• **ОТРЫВОК**:
★ ★ ★

Лагерная камера была набита «политическими» до отказа, основной контингент составили малограмотные мужики, и очень скоро смышленый парень нащупал путь к спасению. Каждый вечер надсмотрщик приносил в камеру ворох газетных обрывков – на самокрутки. И каждый вечер лагерный люд терпеливо ждал, когда студент составит из этой мозаики полноценные фрагменты и начнет «политинформацию». Через пару месяцев он уже прекрасно разбирался в «злобе дня» и дымил вместе со всеми как паровоз (в будущем, по его словам, ни у кого такой привычки не было).
Хорошую службу сослужили ему знания по истории – помня об истинных целях Сталина и Гитлера, он мог с легкостью читать «между строк». Помогли и навыки художника (в отличие от курения, хоть немного рисовать в его веке мог каждый). Очень скоро он возглавил лагерную редколлегию и начал выдавать на-гора лозунги, плакаты и стенгазеты с идеологически выдержанным содержанием. В общем, два года спустя репутация осознавшего, прозревшего и искупившего трудом дошла до кого надо, и недоучившийся студент вышел на свободу.

★ ★ ★

• **ПРЕДОСТАВЛЕННЫЕ МАТЕРИАЛЫ**:
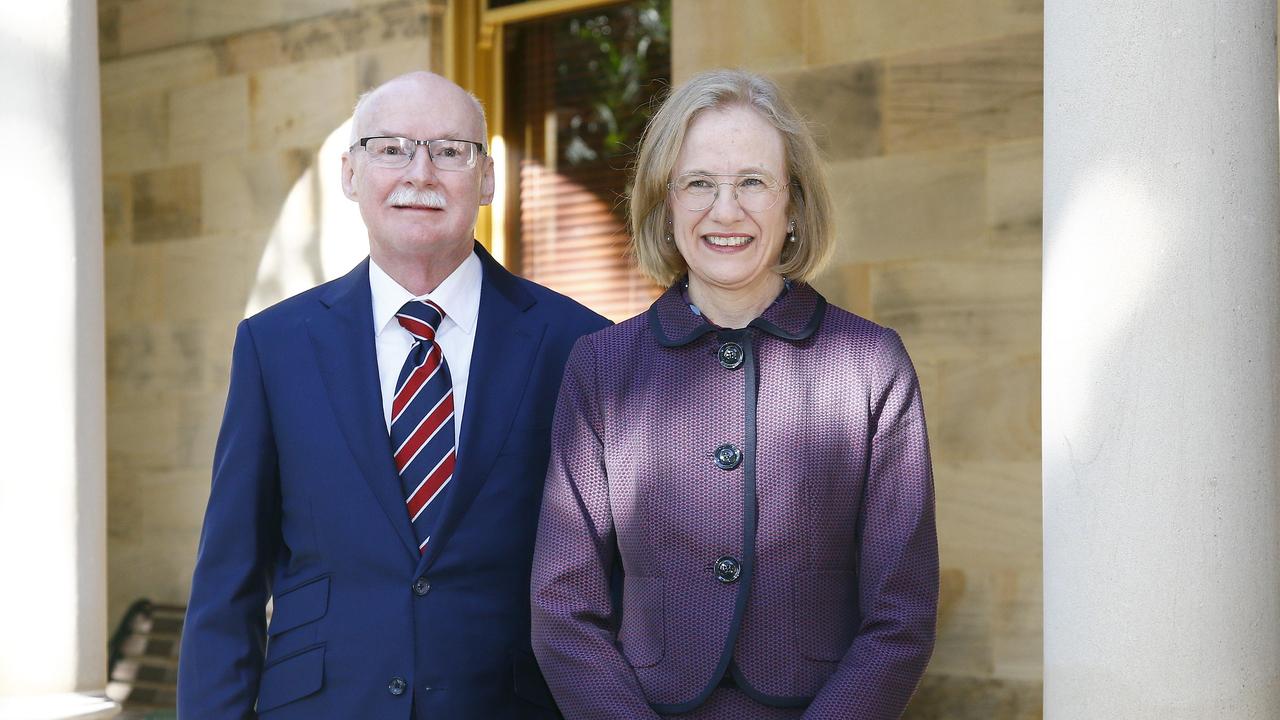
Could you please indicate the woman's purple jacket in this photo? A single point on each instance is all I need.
(769, 495)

★ ★ ★

• **ЗАДАНИЯ ДЛЯ ВЫПОЛНЕНИЯ**:
A: Повторите из отрывка о лагерной камере всё, начиная со слов «Хорошую службу сослужили» и вплоть до слов «вышел на свободу.».
B: Перечислите всё, что студент начал выпускать, когда возглавил лагерную редколлегию, согласно отрывку о лагерной камере.

• **ОТВЕТЫ К УПРАЖНЕНИЮ**:
A:
Хорошую службу сослужили ему знания по истории – помня об истинных целях Сталина и Гитлера, он мог с легкостью читать «между строк». Помогли и навыки художника (в отличие от курения, хоть немного рисовать в его веке мог каждый). Очень скоро он возглавил лагерную редколлегию и начал выдавать на-гора лозунги, плакаты и стенгазеты с идеологически выдержанным содержанием. В общем, два года спустя репутация осознавшего, прозревшего и искупившего трудом дошла до кого надо, и недоучившийся студент вышел на свободу.

B: Лозунги, плакаты, стенгазеты.